◆ Exercise instructions: Report each line of the material below that contains the word "ground", copying every such line in full. Only matches with the same capitalization count.

═══ Records supplied

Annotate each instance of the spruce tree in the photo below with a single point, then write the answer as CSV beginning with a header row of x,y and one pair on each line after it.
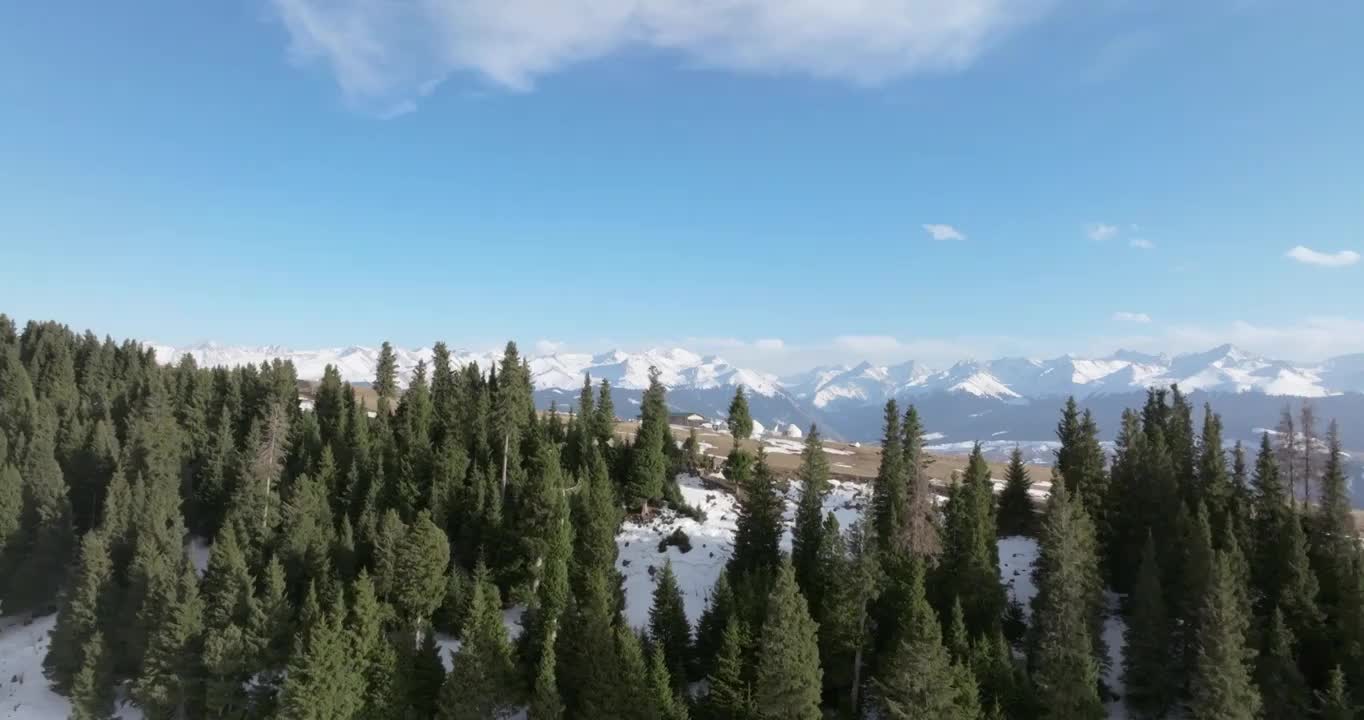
x,y
1016,513
92,689
669,627
1221,686
808,533
1147,660
544,696
1064,610
730,696
918,679
479,686
1281,685
85,610
419,572
739,420
787,678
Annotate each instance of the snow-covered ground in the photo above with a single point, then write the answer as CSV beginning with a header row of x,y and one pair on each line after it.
x,y
25,693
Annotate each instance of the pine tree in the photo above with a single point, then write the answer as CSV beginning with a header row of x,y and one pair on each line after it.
x,y
918,679
730,696
969,566
1064,608
669,627
670,702
1147,662
419,572
739,420
1334,704
1221,681
789,678
648,467
1016,513
322,681
479,686
82,614
167,685
92,689
1281,685
808,533
544,697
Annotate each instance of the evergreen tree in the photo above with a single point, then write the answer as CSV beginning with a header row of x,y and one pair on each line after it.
x,y
739,420
1064,610
918,679
479,686
92,689
669,627
1281,685
322,681
787,677
1147,662
730,696
1334,704
1016,513
648,469
85,610
1221,681
544,697
808,535
167,683
419,572
969,569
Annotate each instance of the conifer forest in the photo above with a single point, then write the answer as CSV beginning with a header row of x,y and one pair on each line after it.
x,y
363,558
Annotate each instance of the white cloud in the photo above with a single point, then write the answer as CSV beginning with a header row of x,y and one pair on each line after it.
x,y
943,232
388,52
1325,259
1101,231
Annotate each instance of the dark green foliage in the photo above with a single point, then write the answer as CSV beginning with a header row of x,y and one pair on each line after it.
x,y
730,696
970,567
419,572
1149,659
787,678
480,683
738,420
1016,512
920,678
323,682
759,525
808,535
1221,686
544,697
1282,687
649,465
669,627
1065,611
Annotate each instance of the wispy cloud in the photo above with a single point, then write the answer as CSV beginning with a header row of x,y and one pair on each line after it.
x,y
943,232
386,53
1101,231
1325,259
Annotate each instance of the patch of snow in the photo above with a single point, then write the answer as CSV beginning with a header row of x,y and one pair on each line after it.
x,y
25,693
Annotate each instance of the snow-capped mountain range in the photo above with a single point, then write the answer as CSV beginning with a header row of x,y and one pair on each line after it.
x,y
1220,370
1004,400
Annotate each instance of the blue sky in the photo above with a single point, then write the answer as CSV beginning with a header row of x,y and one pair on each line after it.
x,y
783,183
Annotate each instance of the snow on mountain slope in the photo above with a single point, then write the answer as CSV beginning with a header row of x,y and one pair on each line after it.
x,y
1225,370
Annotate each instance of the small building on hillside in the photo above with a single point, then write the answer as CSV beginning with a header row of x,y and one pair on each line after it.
x,y
686,419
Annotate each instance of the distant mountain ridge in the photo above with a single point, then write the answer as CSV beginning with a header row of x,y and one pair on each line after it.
x,y
1001,398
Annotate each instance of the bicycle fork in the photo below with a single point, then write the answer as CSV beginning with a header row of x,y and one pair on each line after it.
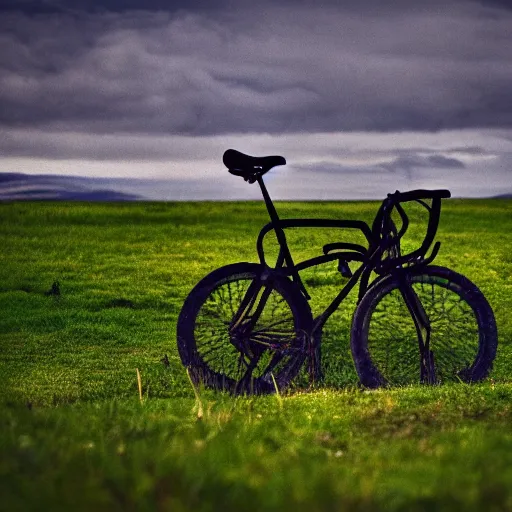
x,y
423,331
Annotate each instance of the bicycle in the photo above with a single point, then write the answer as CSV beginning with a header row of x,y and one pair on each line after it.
x,y
248,327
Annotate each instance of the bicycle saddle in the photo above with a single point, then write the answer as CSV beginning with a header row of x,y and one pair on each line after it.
x,y
250,167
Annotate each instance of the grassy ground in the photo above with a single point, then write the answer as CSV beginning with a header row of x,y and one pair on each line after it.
x,y
90,293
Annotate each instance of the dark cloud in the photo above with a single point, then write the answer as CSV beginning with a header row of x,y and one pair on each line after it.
x,y
206,68
17,187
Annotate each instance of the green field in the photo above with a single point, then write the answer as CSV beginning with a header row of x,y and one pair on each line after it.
x,y
89,293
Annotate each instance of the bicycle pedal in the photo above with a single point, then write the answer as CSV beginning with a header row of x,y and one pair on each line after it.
x,y
344,269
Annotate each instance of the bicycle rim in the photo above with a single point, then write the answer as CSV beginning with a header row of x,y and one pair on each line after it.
x,y
461,331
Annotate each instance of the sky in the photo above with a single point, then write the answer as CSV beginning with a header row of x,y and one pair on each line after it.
x,y
360,97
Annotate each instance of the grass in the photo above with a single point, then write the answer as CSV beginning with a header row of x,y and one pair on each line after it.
x,y
91,293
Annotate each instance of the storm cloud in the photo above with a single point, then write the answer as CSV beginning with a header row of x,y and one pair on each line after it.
x,y
343,89
265,68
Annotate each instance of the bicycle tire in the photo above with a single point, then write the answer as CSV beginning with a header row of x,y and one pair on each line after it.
x,y
384,342
218,359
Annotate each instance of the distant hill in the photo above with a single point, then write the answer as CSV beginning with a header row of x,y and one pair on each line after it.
x,y
18,186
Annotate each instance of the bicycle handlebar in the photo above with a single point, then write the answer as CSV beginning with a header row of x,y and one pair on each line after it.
x,y
414,195
383,226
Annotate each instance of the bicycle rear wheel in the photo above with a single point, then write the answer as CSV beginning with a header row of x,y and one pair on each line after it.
x,y
240,331
463,339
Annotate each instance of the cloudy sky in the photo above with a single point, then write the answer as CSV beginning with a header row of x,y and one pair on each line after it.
x,y
362,97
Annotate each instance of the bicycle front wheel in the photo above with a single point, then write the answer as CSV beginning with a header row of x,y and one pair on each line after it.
x,y
463,337
244,331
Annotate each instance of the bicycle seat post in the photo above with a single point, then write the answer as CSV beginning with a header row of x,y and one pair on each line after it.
x,y
274,217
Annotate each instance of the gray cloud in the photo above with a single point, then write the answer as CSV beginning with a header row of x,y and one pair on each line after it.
x,y
264,69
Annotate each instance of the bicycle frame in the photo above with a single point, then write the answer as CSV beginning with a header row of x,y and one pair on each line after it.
x,y
378,242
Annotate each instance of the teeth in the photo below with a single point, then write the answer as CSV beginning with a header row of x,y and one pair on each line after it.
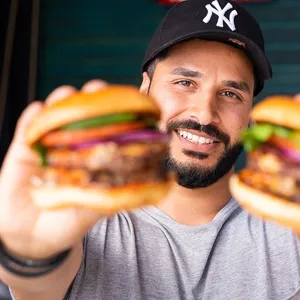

══════

◆ Answer to this exercise:
Annotate each instance of the snow-covered ground in the photo above with a single point, then write the answer as CSV beginning with a header row of x,y and one pair on each line after it.
Annotate each instance of the grassy ground in the photo above with a single point, then write the answer as CSV beginning with a header row of x,y and one pair on each line after it.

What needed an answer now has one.